>>
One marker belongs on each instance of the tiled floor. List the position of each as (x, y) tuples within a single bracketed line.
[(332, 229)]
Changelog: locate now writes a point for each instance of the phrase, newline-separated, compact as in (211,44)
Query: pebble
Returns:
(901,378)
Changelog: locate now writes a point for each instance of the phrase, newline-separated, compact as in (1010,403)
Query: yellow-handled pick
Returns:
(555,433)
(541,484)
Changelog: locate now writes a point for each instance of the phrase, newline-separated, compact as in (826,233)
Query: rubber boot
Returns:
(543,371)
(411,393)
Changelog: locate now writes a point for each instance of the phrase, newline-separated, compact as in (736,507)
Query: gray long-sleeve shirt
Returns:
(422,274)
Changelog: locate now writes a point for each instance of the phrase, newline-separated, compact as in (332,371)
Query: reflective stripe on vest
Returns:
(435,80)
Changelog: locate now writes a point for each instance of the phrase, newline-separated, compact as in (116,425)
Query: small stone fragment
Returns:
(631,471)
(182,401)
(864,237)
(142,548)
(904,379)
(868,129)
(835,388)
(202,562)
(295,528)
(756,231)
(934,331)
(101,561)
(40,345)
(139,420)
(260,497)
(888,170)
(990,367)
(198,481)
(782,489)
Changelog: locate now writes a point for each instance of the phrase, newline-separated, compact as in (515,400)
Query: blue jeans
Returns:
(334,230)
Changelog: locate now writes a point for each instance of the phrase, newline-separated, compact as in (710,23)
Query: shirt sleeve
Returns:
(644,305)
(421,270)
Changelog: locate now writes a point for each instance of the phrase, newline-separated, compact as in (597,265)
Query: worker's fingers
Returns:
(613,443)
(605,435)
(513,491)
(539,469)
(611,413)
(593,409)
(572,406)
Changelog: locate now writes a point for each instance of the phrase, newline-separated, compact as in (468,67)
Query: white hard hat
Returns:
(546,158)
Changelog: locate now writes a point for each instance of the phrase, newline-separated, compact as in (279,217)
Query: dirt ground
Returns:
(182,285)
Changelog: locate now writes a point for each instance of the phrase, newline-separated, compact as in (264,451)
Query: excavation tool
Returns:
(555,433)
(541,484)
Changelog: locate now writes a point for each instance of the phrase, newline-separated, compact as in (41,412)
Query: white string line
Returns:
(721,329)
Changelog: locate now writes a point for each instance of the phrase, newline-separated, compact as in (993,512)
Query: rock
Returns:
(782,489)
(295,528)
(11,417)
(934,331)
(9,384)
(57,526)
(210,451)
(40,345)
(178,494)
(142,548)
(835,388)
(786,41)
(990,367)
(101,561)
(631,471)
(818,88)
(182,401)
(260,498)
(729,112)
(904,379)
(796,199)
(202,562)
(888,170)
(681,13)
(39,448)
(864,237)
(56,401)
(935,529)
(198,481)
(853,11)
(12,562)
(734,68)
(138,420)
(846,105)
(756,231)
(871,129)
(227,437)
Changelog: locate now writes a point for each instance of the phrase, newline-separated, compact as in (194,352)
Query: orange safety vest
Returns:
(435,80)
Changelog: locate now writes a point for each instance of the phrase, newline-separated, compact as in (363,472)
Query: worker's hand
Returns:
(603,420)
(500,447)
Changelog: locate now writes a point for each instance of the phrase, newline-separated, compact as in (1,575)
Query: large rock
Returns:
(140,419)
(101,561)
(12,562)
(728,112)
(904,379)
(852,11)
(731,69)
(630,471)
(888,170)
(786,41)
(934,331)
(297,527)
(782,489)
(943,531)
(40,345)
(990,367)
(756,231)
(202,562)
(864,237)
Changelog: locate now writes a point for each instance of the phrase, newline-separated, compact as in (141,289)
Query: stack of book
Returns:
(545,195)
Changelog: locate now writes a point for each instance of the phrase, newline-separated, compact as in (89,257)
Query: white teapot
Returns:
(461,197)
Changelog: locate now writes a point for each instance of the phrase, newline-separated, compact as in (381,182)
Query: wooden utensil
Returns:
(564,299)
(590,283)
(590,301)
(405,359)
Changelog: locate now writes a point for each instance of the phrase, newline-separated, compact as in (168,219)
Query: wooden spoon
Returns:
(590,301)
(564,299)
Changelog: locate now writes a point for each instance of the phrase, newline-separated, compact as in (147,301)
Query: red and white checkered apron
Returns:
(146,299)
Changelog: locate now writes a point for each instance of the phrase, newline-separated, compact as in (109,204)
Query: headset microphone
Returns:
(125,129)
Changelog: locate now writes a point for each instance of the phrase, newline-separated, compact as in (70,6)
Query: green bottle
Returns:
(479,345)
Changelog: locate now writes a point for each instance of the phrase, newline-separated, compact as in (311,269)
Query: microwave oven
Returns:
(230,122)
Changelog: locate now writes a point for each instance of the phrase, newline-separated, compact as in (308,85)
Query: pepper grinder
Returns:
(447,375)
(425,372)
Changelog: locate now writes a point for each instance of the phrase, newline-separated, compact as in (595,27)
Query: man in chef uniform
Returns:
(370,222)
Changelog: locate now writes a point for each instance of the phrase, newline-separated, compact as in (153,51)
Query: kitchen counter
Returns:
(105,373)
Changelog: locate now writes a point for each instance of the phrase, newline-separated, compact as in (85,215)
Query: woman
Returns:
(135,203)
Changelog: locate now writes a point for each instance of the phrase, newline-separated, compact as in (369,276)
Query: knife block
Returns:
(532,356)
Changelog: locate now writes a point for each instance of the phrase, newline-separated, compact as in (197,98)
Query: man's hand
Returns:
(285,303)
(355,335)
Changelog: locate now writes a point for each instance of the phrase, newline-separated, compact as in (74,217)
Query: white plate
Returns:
<<
Where the listing above reaches the line that contains "as in (993,512)", start retyping, and finish with the line that contains "as in (381,182)"; reproduce those lines exactly and no others.

Output for this exercise:
Changelog: locate now writes a point for each instance of the phrase, newline-separated, compact as in (993,512)
Query: rock
Returns:
(782,489)
(295,528)
(11,417)
(934,331)
(9,384)
(57,526)
(210,451)
(40,345)
(178,494)
(142,548)
(835,388)
(786,41)
(990,367)
(101,561)
(631,471)
(818,88)
(182,401)
(260,498)
(729,112)
(904,379)
(796,199)
(202,562)
(888,170)
(681,13)
(39,448)
(864,237)
(56,401)
(935,529)
(198,481)
(853,11)
(12,562)
(734,68)
(138,420)
(846,105)
(756,231)
(871,129)
(227,437)
Changelog: locate now writes a point for each instance of the phrase, newline-separated, compact as in (194,352)
Query: orange safety vest
Returns:
(435,80)
Changelog: locate now writes a point for each instance of the phrase, newline-separated, compact as in (363,472)
Query: worker's hand
Returns:
(603,420)
(500,447)
Changelog: locate now writes a point for each instance of the phrase, newline-separated, compact as in (1,575)
Query: large rock
Returns:
(140,419)
(101,561)
(12,562)
(728,112)
(904,379)
(852,11)
(731,69)
(630,471)
(888,170)
(786,41)
(934,331)
(297,527)
(782,489)
(943,531)
(40,345)
(990,367)
(756,231)
(202,562)
(864,237)
Changelog: locate now writes a point for each instance of the phrase, newline-separated, compact as in (141,289)
Query: stack of book
Returns:
(545,195)
Changelog: locate now writes a point for each instance of the phrase, newline-separated, compact as in (89,257)
Query: white teapot
Returns:
(461,197)
Changelog: locate now writes a point for each instance of the phrase, newline-separated, compact as in (381,182)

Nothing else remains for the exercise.